## start Data listing
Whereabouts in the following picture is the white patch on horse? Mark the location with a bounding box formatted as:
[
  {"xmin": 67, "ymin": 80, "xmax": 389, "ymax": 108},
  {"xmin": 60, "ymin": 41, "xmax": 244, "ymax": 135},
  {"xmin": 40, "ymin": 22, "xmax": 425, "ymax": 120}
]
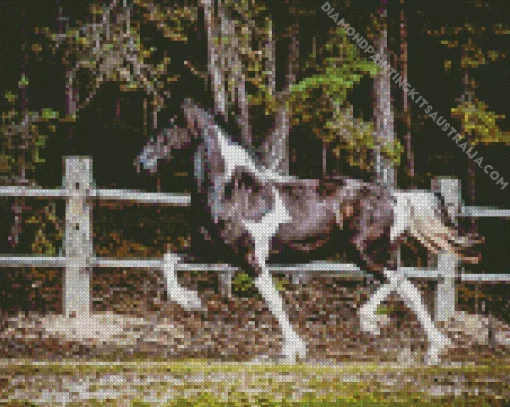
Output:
[
  {"xmin": 243, "ymin": 187, "xmax": 292, "ymax": 264},
  {"xmin": 390, "ymin": 192, "xmax": 411, "ymax": 242}
]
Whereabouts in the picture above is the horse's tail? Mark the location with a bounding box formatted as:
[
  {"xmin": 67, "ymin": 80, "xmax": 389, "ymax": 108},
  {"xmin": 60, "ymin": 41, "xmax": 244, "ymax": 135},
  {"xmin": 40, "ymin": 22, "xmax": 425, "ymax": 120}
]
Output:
[{"xmin": 397, "ymin": 191, "xmax": 483, "ymax": 263}]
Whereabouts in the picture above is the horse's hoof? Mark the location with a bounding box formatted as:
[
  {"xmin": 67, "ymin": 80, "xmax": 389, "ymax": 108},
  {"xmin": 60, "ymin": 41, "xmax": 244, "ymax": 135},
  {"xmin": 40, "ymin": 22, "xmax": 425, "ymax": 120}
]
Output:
[
  {"xmin": 169, "ymin": 287, "xmax": 206, "ymax": 311},
  {"xmin": 359, "ymin": 312, "xmax": 390, "ymax": 336},
  {"xmin": 282, "ymin": 337, "xmax": 306, "ymax": 363},
  {"xmin": 425, "ymin": 334, "xmax": 453, "ymax": 366},
  {"xmin": 360, "ymin": 318, "xmax": 381, "ymax": 336}
]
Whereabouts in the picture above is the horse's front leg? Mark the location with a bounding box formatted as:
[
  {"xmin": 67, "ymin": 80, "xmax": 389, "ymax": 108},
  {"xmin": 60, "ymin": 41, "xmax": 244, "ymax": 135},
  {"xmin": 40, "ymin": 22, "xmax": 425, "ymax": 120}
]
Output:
[
  {"xmin": 163, "ymin": 253, "xmax": 204, "ymax": 311},
  {"xmin": 244, "ymin": 207, "xmax": 306, "ymax": 362},
  {"xmin": 358, "ymin": 282, "xmax": 394, "ymax": 335},
  {"xmin": 255, "ymin": 265, "xmax": 306, "ymax": 362},
  {"xmin": 384, "ymin": 269, "xmax": 451, "ymax": 364}
]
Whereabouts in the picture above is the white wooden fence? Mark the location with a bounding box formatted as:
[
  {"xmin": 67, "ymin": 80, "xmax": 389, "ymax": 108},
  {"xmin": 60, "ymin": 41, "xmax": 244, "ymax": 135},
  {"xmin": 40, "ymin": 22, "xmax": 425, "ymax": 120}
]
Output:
[{"xmin": 0, "ymin": 156, "xmax": 510, "ymax": 320}]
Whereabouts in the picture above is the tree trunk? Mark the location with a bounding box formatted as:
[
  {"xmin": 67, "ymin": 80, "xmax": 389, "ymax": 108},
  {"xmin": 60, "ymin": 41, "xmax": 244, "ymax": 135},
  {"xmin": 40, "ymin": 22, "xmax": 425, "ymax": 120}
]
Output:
[
  {"xmin": 201, "ymin": 0, "xmax": 227, "ymax": 120},
  {"xmin": 262, "ymin": 23, "xmax": 299, "ymax": 175},
  {"xmin": 374, "ymin": 28, "xmax": 396, "ymax": 188},
  {"xmin": 400, "ymin": 0, "xmax": 415, "ymax": 187}
]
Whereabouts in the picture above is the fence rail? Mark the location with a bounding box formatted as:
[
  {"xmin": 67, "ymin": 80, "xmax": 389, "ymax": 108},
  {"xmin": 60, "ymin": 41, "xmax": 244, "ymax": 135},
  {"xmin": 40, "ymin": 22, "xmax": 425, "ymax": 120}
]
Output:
[{"xmin": 0, "ymin": 156, "xmax": 510, "ymax": 320}]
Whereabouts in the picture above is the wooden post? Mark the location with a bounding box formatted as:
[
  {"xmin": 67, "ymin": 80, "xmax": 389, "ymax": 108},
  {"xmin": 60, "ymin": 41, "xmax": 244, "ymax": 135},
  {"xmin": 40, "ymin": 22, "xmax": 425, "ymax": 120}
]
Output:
[
  {"xmin": 63, "ymin": 156, "xmax": 93, "ymax": 317},
  {"xmin": 432, "ymin": 178, "xmax": 461, "ymax": 321},
  {"xmin": 218, "ymin": 270, "xmax": 234, "ymax": 298}
]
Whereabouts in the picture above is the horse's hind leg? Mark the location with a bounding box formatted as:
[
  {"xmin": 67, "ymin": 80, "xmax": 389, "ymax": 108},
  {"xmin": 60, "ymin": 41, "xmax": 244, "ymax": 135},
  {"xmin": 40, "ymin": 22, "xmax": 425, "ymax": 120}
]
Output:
[{"xmin": 163, "ymin": 253, "xmax": 204, "ymax": 311}]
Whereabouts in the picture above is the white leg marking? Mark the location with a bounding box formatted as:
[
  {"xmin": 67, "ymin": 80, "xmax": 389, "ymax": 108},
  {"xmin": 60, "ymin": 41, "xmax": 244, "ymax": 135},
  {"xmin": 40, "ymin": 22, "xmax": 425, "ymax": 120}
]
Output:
[
  {"xmin": 163, "ymin": 253, "xmax": 204, "ymax": 311},
  {"xmin": 244, "ymin": 188, "xmax": 306, "ymax": 361},
  {"xmin": 384, "ymin": 270, "xmax": 451, "ymax": 364},
  {"xmin": 359, "ymin": 283, "xmax": 394, "ymax": 335}
]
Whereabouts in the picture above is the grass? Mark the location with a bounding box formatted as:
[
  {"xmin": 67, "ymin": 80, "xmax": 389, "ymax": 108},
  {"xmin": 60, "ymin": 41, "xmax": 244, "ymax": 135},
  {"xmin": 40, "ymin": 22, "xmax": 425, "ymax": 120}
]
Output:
[{"xmin": 0, "ymin": 359, "xmax": 510, "ymax": 407}]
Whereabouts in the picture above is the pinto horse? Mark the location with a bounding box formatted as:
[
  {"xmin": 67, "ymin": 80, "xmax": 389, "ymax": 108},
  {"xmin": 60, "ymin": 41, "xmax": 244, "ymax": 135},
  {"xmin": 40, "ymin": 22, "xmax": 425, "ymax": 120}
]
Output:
[{"xmin": 136, "ymin": 100, "xmax": 475, "ymax": 363}]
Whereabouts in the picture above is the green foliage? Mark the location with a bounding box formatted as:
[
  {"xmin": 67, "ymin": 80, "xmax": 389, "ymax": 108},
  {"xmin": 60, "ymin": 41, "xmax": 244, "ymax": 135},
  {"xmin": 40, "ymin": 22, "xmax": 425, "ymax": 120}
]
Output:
[
  {"xmin": 25, "ymin": 203, "xmax": 63, "ymax": 256},
  {"xmin": 452, "ymin": 100, "xmax": 510, "ymax": 144},
  {"xmin": 0, "ymin": 86, "xmax": 59, "ymax": 177},
  {"xmin": 289, "ymin": 27, "xmax": 388, "ymax": 169}
]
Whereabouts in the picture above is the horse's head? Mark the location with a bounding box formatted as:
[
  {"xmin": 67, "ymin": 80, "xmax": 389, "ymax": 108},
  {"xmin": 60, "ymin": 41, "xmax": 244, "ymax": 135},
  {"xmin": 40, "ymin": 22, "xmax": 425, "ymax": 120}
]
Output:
[{"xmin": 134, "ymin": 119, "xmax": 192, "ymax": 173}]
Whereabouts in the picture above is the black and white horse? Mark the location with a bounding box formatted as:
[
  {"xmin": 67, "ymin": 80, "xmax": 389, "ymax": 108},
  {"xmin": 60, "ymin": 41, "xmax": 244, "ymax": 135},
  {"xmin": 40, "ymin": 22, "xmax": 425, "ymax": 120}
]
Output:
[{"xmin": 136, "ymin": 101, "xmax": 475, "ymax": 362}]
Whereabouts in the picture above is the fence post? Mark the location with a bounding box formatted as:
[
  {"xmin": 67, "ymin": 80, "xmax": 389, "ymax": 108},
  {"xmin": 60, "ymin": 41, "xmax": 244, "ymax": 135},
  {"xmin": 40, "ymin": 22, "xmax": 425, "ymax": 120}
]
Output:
[
  {"xmin": 218, "ymin": 270, "xmax": 234, "ymax": 298},
  {"xmin": 63, "ymin": 156, "xmax": 93, "ymax": 317},
  {"xmin": 432, "ymin": 178, "xmax": 461, "ymax": 321}
]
## end Data listing
What this task involves — Count the lines in the entries that contain the word "fence", with case taken into account, and give only the number.

Exercise answer — 3